====== Excerpt provided ======

Meanwhile prepare Glaze:
- Mix the glaze ingredients together.
- Cook over medium heat, stirring constantly, until mixture comes to a boil.
- Spread over cooked meat then proceed with cooking.
- Baste the corned beef every 30 minutes.
- Remove and let sit 10 minutes before slicing.
Pop open a stout and serve with your favorite Irish sides.
Seeing as you’ve got 3.5 hours to kill, we’ve got some fun games and activities to entertain the kids while they wait.
Since leprechauns are always searching for gold, gather your kiddos and send them on a gold hunt of their own. Hide several gold coins (you can use chocolate gold coins, toy coins, gold spray painted rocks, or even pennies) around your yard.
Divide them into two teams. Give each team a pail and send them on a hunt to find as much “gold” as possible in two minutes (you can set the time for longer if you have hidden a lot of coins or have a large area to search). When time is up, have the teams count the coins in their pails. The team with the most coins wins.
To prepare for the Shamrock Scramble game, cut out the shapes of four large shamrocks from green poster board (they should be large enough for a few kids to be able to stand on at once). Tape one shamrock in each corner of the yard.
Play some Irish music and have the kids dance while it plays. Stop the music randomly. When the music stops, the kids must scramble to stand on one of the shamrocks. The last player to get on a shamrock is out of the game. Play continues like this until only one player remains.

====== Dataset entries ======

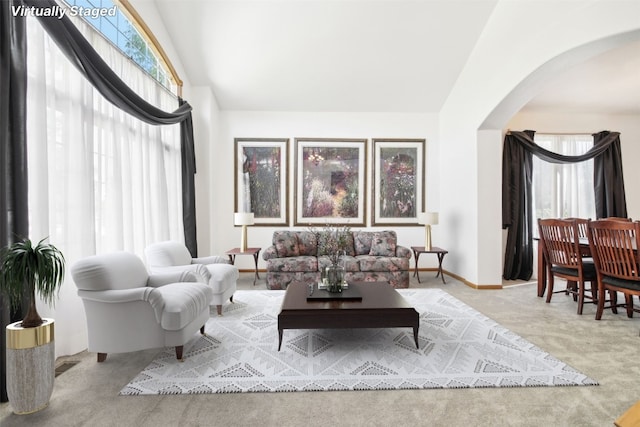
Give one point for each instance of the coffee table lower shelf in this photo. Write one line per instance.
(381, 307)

======
====== Dataset entries ======

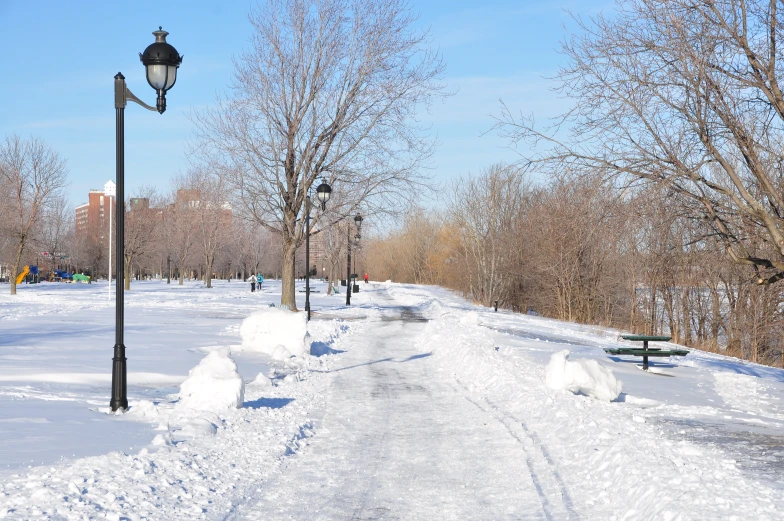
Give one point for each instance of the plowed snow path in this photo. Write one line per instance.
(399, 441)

======
====== Dataset entries ======

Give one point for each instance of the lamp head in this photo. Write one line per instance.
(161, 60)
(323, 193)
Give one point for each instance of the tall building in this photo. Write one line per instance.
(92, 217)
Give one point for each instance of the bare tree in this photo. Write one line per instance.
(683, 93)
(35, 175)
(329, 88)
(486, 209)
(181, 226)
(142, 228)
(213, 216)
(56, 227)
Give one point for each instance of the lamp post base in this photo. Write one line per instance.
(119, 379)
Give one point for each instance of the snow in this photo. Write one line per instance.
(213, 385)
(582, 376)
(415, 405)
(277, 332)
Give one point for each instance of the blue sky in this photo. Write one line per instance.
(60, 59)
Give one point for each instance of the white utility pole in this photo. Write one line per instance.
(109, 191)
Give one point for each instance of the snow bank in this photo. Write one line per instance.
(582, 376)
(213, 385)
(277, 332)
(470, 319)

======

Problems and tasks:
• a. According to the corned beef and games excerpt, how often should the corned beef be basted?
• b. Write the next part of the corned beef and games excerpt, picking up after its final sentence.

Set of answers:
• a. Every 30 minutes.

• b.
This game has teams racing to see who can be first to create a rainbow. Divide guests into two teams. Hand a roll of different colored crepe paper to each player. To start the game, the first players in line must run across the room (or yard), unrolling her streamer as she goes. When she returns to her team, the next player will run the same course, unrolling his streamer over hers. The first team to complete their rainbow wins the race.
St. Patrick’s Day Parade
Many cities celebrate St. Patrick’s Day with a parade. Supply the kids with some props and costume pieces so that they can have a parade of their own, right in your home, backyard or even through the neighborhood. Some ideas for props include:
- Wool caps
- Leprechaun and Irish fairy costumes
- Toy musical instruments
- Irish banners
- Cardboard boxes they can decorate and wear as “floats”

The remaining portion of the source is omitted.